### EXERCISE DIRECTIONS
From start to end, print the entire listing below exactly.

**********

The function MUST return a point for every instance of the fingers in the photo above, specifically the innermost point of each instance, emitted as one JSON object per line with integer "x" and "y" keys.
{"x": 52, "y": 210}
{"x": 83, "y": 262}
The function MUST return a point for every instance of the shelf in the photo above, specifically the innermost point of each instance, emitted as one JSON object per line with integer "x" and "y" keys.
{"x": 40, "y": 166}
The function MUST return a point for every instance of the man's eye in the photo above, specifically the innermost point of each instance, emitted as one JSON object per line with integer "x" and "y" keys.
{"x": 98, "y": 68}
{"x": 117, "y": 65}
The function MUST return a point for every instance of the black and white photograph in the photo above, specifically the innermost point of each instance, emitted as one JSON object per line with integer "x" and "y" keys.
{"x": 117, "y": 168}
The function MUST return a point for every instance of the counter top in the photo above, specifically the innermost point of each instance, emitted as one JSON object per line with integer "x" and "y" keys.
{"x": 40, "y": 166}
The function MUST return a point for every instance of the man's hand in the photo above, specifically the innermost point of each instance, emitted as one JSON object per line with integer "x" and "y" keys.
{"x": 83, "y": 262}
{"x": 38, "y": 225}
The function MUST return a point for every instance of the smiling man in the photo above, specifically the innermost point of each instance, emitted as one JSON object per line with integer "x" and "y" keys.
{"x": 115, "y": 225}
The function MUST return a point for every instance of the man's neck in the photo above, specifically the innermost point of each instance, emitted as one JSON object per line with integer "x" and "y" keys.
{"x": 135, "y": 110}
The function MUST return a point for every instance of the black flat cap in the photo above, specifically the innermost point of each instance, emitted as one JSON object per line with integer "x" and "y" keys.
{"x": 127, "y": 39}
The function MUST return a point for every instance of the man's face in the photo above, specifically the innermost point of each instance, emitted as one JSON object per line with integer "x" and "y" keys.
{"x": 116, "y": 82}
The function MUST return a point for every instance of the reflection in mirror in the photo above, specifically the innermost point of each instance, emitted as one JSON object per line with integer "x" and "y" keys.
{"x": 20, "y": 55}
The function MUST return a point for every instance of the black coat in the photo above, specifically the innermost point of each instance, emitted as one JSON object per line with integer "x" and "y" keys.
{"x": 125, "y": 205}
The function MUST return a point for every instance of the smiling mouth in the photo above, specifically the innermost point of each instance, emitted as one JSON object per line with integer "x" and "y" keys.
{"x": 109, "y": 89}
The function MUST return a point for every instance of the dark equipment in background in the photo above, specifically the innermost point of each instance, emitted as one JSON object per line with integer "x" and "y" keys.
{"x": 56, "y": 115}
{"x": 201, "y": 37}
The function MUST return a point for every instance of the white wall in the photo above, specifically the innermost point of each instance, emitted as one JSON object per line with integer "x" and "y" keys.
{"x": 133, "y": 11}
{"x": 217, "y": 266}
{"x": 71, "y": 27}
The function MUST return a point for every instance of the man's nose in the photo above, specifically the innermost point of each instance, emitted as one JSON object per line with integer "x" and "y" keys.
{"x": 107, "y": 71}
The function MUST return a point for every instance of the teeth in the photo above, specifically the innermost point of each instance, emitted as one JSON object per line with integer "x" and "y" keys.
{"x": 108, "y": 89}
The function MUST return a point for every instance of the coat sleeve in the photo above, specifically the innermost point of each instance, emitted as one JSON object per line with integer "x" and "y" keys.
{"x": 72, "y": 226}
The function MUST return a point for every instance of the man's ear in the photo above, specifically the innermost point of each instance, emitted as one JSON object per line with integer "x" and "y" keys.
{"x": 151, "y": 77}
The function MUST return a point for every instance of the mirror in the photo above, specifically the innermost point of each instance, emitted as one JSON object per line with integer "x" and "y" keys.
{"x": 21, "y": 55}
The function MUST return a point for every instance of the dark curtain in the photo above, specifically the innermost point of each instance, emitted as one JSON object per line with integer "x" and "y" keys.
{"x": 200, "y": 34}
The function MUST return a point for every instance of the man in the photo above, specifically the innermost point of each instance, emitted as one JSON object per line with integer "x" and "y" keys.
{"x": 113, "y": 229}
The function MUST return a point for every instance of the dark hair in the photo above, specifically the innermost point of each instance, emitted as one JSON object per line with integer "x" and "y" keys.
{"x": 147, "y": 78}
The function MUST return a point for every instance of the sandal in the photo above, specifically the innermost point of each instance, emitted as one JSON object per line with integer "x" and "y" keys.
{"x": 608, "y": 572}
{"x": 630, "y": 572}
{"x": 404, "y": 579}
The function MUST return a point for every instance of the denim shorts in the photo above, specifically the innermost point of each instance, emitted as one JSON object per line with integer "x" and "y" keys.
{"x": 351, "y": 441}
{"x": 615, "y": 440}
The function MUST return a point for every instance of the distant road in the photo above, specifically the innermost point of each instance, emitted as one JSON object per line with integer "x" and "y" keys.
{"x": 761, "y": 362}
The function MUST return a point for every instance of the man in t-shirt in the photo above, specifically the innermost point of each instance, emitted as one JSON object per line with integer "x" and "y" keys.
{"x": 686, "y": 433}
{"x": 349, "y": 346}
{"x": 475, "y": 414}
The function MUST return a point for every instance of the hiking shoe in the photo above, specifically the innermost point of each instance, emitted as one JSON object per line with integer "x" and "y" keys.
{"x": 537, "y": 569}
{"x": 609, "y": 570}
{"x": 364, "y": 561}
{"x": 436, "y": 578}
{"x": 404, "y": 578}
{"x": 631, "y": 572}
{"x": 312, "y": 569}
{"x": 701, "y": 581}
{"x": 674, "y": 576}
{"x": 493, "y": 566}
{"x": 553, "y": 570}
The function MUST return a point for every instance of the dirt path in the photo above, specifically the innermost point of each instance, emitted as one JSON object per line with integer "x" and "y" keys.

**********

### RESULT
The function MUST return a point for every instance of the fingers in the photo above, specifically the innermost point of each instance, emitted as one JSON object per line with integer "x" and "y" keys.
{"x": 52, "y": 210}
{"x": 83, "y": 262}
The function MUST return a point for every instance of the shelf in the photo above, specifically the innermost point of each instance, emitted as one JSON object per line with integer "x" and "y" keys.
{"x": 40, "y": 166}
The function MUST return a point for every instance of the man's eye in the photo above, specifically the innermost point of each instance, emitted as one JSON object per line with integer "x" and "y" keys.
{"x": 98, "y": 68}
{"x": 117, "y": 65}
The function MUST return a point for every instance of the black and white photograph in the photo above, specifically the innermost point of each instance, emitted as one JSON object per line with integer "x" and "y" keys.
{"x": 117, "y": 168}
The function MUST return a point for every instance of the counter top in the photo above, specifically the innermost point of each instance, emitted as one JSON object per line with integer "x" and "y" keys.
{"x": 40, "y": 166}
The function MUST return a point for every instance of the man's hand in the photo above, specifically the innermost point of each instance, emitted as one JSON object per line with integer "x" and "y" keys.
{"x": 83, "y": 262}
{"x": 38, "y": 225}
The function MUST return a point for every instance of the smiling man in the photo above, specifically the innermost point of each instance, emitted as one JSON object per line with integer "x" and "y" keys.
{"x": 115, "y": 225}
The function MUST return a point for every instance of the man's neck in the photo above, specifically the innermost point of each instance, emitted as one JSON object per line with integer "x" and "y" keys.
{"x": 135, "y": 110}
The function MUST return a point for every instance of the black flat cap in the photo above, specifically the innermost point of each instance, emitted as one JSON object per line with integer "x" and "y" keys.
{"x": 127, "y": 39}
The function MUST return a point for every instance of the man's face in the photo above, specifically the innermost point of each instance, emitted as one JSON object per line with integer "x" and "y" keys.
{"x": 116, "y": 82}
The function MUST return a point for every instance of the reflection in mirror in the photo above, specifically the innermost point of each instance, emitted as one JSON object per line with integer "x" and "y" keys.
{"x": 20, "y": 55}
The function MUST return a point for every instance of the black coat in the photo above, specifically the innermost point of each instance, emitted as one JSON object per line with integer "x" and "y" keys.
{"x": 125, "y": 205}
The function MUST return a point for every instance of the smiling mouth in the photo above, specifically the innermost point of each instance, emitted as one JSON object per line with integer "x" and "y" keys.
{"x": 109, "y": 89}
The function MUST return a point for every instance of the dark equipment in background in the photo above, specifically the innermost point of each instance, emitted as one JSON object per line with integer "x" and "y" keys.
{"x": 56, "y": 115}
{"x": 201, "y": 37}
The function MUST return a point for every instance of the white wall in the photo above, specifically the innermost point of each instance, emitted as one JSON object per line with integer "x" and "y" keys.
{"x": 133, "y": 11}
{"x": 217, "y": 266}
{"x": 71, "y": 27}
The function MUST return a point for every instance of the man's nose in the photo above, specifically the innermost point of each instance, emitted as one JSON object per line with integer "x" and "y" keys.
{"x": 107, "y": 71}
The function MUST return a point for every instance of the teeth in the photo above, specifically the innermost point of each instance, emitted as one JSON object per line with integer "x" and "y" keys.
{"x": 108, "y": 89}
The function MUST return a point for every instance of the coat sleeve in the photo above, specifically the innermost point of each instance, emitted as one JSON object per line with integer "x" and "y" keys.
{"x": 72, "y": 226}
The function MUST return a point for every instance of the man's ear in the photo above, specifically the innermost point of each instance, emitted as one JSON object per line with integer "x" and "y" keys.
{"x": 151, "y": 77}
The function MUST return a point for every instance of the mirror in the photo above, specifically the innermost point of each instance, emitted as one JSON object per line with integer "x" and "y" keys.
{"x": 21, "y": 55}
The function MUST return a point for every instance of the dark curtain in the photo above, specifically the innermost point of each instance, emitted as one JSON object per line with integer "x" and "y" keys.
{"x": 200, "y": 34}
The function MUST return a point for every instance of the man in the photo above, specifically the innermost point of each instance, emitted as one JSON object per line with integer "x" and "y" keys.
{"x": 113, "y": 229}
The function MUST return a point for every instance of the dark hair in the photo above, specifically the innermost point of each instance, emitted as one JSON object per line with integer "x" and "y" keys.
{"x": 147, "y": 78}
The function MUST return a point for every instance of the sandal in the photo above, specifically the innermost point of each instance, emitted as one JSON object per line with integer "x" and "y" keys.
{"x": 608, "y": 572}
{"x": 630, "y": 572}
{"x": 404, "y": 579}
The function MUST return a point for every instance of the denim shorts in the photo above, specifically the innermost point of each instance, emitted as one JSON object per line with integer "x" and "y" keys.
{"x": 351, "y": 441}
{"x": 615, "y": 440}
The function MUST return a point for every instance of the distant road in the photo above, specifically the innermost point of each instance, emitted as one JSON object per line with integer "x" and "y" keys.
{"x": 761, "y": 362}
The function MUST return a point for every instance of the man in t-shirt in the photo above, specifically the innermost point of each instance, emitted as one JSON object per line with integer "x" and "y" keys.
{"x": 686, "y": 433}
{"x": 349, "y": 346}
{"x": 475, "y": 414}
The function MUST return a point for every instance of the hiking shoe in the photo above, specifically the innermost point of each instance, emitted as one JSON object per line with integer "x" and "y" keys.
{"x": 537, "y": 569}
{"x": 609, "y": 570}
{"x": 364, "y": 561}
{"x": 436, "y": 578}
{"x": 404, "y": 578}
{"x": 631, "y": 572}
{"x": 312, "y": 569}
{"x": 701, "y": 581}
{"x": 674, "y": 576}
{"x": 493, "y": 566}
{"x": 553, "y": 570}
The function MUST return a point for every instance of the dirt path in the photo above, specifically the innermost point of each instance, emitted as one JSON object per line with integer "x" and "y" keys.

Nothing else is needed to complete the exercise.